_What you should do_:
Reproduce the material word for word, from the line containing "formatted like [292,28]." down to the end of the material, with both ends included.

* * *

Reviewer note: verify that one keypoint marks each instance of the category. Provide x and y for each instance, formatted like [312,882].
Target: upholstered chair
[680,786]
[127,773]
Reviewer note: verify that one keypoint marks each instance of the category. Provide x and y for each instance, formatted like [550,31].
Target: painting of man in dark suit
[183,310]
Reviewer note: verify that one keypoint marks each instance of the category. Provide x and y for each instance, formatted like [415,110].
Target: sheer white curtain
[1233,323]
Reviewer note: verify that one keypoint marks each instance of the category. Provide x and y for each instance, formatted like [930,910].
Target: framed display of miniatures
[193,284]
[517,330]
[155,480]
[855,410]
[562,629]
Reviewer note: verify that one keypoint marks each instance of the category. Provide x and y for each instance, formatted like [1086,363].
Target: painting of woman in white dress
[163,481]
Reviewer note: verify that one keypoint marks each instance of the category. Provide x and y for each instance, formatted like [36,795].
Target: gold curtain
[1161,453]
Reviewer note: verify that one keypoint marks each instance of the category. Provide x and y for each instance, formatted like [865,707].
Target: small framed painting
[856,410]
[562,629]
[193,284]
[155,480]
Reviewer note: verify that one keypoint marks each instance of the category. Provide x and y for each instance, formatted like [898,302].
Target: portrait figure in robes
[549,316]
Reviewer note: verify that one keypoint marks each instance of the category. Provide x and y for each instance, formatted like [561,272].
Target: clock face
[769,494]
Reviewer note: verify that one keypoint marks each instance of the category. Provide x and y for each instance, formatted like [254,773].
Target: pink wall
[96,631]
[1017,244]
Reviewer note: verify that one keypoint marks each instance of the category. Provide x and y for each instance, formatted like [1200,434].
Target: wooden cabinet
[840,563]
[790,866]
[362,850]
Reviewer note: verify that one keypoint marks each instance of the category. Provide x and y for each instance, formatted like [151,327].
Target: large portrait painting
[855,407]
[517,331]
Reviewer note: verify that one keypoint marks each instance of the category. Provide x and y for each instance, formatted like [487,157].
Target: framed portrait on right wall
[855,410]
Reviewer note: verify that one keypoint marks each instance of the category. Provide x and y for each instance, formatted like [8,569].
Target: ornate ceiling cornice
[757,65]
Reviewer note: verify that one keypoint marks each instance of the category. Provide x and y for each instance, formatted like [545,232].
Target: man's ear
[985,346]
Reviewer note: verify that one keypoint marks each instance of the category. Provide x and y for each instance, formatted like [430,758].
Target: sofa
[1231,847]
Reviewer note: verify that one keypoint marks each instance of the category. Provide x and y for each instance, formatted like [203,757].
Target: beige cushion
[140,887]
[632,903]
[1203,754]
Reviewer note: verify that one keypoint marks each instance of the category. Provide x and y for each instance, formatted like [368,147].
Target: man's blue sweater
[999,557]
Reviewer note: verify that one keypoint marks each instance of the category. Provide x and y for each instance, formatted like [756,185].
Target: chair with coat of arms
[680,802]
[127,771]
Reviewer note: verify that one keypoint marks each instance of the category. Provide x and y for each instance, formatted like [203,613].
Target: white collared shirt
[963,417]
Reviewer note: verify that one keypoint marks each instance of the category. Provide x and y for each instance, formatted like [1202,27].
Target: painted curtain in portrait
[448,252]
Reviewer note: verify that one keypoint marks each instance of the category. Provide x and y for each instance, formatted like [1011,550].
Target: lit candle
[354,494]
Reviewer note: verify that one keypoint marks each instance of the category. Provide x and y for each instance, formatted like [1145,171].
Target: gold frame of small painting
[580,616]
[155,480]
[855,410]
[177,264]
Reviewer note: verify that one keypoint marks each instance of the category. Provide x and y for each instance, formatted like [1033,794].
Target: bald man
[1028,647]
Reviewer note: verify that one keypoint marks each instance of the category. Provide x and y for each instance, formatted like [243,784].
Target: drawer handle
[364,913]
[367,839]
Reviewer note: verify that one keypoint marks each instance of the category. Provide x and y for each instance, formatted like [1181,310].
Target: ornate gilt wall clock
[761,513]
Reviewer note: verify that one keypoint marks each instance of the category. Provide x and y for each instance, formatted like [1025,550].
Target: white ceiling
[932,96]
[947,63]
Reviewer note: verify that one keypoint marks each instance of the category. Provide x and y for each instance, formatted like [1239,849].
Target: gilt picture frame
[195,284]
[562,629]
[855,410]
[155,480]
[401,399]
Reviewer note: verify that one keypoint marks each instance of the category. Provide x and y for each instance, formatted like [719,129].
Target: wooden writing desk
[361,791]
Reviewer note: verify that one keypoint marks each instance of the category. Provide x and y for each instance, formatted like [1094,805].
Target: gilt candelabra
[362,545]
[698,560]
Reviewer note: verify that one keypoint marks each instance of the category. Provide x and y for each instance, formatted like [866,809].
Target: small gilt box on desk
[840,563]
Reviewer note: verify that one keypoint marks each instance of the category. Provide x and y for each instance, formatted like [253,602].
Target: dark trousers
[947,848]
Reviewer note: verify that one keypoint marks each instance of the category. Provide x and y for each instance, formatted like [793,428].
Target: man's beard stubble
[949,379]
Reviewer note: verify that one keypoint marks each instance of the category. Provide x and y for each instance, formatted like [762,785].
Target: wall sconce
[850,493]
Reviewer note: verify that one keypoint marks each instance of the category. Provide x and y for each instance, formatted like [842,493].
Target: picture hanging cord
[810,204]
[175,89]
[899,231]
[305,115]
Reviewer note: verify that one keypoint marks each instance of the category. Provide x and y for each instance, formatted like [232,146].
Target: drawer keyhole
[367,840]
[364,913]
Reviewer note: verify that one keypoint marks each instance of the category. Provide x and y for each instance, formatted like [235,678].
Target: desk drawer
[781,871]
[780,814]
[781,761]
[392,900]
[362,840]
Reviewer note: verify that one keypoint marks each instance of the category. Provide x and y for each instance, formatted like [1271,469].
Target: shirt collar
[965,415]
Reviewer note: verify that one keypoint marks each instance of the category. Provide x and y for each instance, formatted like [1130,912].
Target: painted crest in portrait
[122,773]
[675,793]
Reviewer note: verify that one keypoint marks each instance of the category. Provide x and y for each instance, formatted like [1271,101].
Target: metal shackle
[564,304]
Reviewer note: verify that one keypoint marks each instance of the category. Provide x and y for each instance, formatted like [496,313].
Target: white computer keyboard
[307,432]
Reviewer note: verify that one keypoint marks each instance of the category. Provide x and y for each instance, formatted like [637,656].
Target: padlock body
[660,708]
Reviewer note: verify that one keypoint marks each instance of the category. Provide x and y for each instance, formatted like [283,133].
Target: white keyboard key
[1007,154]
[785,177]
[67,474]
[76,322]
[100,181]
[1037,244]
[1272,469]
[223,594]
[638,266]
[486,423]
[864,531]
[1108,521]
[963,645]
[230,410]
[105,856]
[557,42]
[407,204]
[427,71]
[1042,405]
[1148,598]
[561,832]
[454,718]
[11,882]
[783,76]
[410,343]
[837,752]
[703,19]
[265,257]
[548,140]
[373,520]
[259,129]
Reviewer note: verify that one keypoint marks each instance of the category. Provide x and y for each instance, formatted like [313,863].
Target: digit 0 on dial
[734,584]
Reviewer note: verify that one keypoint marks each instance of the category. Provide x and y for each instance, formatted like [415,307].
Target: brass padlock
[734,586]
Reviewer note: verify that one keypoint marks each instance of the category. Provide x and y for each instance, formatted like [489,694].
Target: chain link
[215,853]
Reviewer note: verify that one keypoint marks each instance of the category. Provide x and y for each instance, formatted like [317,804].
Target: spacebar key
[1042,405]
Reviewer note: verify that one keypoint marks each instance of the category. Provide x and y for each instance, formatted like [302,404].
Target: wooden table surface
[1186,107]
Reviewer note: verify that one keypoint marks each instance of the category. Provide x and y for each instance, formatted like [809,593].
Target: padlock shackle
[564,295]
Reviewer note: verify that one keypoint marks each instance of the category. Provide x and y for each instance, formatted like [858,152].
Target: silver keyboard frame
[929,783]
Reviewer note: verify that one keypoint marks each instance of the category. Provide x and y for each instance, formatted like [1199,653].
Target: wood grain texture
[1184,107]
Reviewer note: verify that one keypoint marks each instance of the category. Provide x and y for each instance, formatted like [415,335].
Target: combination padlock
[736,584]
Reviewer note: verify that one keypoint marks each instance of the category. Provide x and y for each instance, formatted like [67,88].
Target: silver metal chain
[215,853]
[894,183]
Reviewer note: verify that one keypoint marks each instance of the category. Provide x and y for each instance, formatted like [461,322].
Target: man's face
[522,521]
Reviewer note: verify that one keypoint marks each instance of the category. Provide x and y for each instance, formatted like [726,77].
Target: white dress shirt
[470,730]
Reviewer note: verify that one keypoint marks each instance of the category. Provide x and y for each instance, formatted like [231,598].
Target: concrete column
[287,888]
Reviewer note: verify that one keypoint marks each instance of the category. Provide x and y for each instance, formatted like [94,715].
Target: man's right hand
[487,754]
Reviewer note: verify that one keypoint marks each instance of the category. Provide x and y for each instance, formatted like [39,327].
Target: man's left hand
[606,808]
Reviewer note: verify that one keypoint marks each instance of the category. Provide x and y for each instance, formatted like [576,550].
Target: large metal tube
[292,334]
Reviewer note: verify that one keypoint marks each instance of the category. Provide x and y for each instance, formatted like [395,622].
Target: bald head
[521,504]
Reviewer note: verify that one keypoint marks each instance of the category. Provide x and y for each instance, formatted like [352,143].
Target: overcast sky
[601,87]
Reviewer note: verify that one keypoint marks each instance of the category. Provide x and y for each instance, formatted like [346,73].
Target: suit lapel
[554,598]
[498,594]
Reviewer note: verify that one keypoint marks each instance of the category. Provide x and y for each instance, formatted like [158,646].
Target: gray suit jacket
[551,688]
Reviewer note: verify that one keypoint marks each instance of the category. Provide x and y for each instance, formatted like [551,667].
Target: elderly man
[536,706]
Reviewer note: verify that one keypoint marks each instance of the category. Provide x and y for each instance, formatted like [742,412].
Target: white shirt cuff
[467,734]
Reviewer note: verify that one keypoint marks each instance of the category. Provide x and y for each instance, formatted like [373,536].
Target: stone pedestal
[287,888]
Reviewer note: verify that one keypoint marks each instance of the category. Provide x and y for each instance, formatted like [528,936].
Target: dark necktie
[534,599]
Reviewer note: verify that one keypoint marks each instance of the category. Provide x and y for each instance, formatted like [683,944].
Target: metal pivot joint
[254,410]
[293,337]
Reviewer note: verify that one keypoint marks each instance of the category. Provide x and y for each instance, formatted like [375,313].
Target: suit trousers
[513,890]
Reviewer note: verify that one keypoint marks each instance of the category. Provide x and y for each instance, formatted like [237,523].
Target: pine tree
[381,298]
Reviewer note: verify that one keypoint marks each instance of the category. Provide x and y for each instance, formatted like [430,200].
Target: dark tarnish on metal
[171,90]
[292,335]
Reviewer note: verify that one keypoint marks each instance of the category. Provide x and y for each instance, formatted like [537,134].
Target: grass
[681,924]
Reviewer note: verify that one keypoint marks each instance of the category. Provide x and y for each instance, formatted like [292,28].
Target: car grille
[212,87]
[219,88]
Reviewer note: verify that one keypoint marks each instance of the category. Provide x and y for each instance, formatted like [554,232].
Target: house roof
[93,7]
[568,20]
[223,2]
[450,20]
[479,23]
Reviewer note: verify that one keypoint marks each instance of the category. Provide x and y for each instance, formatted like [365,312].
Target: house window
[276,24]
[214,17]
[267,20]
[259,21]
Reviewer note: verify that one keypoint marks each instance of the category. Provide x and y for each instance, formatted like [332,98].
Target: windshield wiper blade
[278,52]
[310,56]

* * *

_Solution below_:
Reviewer note: verify that one keypoint marks each instance of the category. Provide x and y for each instance, formatted like [292,28].
Target: car grille
[212,87]
[219,88]
Reviewer note: verify that one keypoint marks each instance of the category. Provide x and y for each instance, formatted like [554,232].
Target: house roof
[93,7]
[568,20]
[223,2]
[450,20]
[479,23]
Reviewer note: verify that one keypoint marks each instance of the category. Provide x and y for each instance, formatted like [365,312].
Target: house window
[276,24]
[214,17]
[267,20]
[259,21]
Reviewer note: verify that one keypoint marks each instance of the category. Provide x and y for each instance, formatted like [332,98].
Target: windshield wiper blade
[278,52]
[310,56]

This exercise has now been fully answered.